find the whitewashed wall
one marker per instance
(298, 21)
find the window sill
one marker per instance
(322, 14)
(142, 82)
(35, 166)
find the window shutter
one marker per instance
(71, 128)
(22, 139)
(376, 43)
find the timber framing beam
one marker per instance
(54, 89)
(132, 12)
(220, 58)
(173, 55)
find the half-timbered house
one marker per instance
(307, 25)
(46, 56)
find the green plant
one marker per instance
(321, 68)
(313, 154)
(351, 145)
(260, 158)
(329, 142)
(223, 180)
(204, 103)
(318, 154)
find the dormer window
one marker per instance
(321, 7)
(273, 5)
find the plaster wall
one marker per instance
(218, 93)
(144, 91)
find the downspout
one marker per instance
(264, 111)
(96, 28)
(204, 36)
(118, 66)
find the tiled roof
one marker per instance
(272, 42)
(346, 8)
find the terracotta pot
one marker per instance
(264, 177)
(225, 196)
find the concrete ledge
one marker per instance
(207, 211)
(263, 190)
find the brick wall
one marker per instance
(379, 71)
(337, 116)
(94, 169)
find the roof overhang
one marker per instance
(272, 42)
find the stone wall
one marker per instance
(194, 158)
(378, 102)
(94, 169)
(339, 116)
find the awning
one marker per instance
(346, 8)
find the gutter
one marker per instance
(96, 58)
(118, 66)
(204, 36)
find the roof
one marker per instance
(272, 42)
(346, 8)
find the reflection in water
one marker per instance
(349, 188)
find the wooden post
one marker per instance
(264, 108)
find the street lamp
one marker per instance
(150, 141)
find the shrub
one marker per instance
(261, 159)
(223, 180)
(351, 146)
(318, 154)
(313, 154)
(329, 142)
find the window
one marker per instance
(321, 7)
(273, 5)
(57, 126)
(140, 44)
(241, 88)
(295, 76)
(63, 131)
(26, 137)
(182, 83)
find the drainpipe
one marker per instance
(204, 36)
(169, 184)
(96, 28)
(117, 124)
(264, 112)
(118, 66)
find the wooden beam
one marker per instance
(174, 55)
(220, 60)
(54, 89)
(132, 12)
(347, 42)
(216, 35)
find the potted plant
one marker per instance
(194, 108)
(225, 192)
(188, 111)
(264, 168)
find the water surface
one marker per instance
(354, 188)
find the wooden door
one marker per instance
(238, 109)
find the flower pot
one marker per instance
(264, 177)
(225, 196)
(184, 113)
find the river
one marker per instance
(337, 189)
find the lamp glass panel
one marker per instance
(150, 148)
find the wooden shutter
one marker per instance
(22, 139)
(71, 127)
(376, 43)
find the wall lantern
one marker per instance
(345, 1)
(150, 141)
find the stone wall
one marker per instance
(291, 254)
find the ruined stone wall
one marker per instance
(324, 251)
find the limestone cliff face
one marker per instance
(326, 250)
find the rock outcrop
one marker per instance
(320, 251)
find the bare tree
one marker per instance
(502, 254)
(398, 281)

━━━━━━━━

◆ **Problem description**: Each line in the material with "wall" in it must be reported.

◆ **Exercise response**:
find the whitewashed wall
find the plaster wall
find the brick wall
find the stone wall
find the wall lantern
find the stone wall
find the ruined stone wall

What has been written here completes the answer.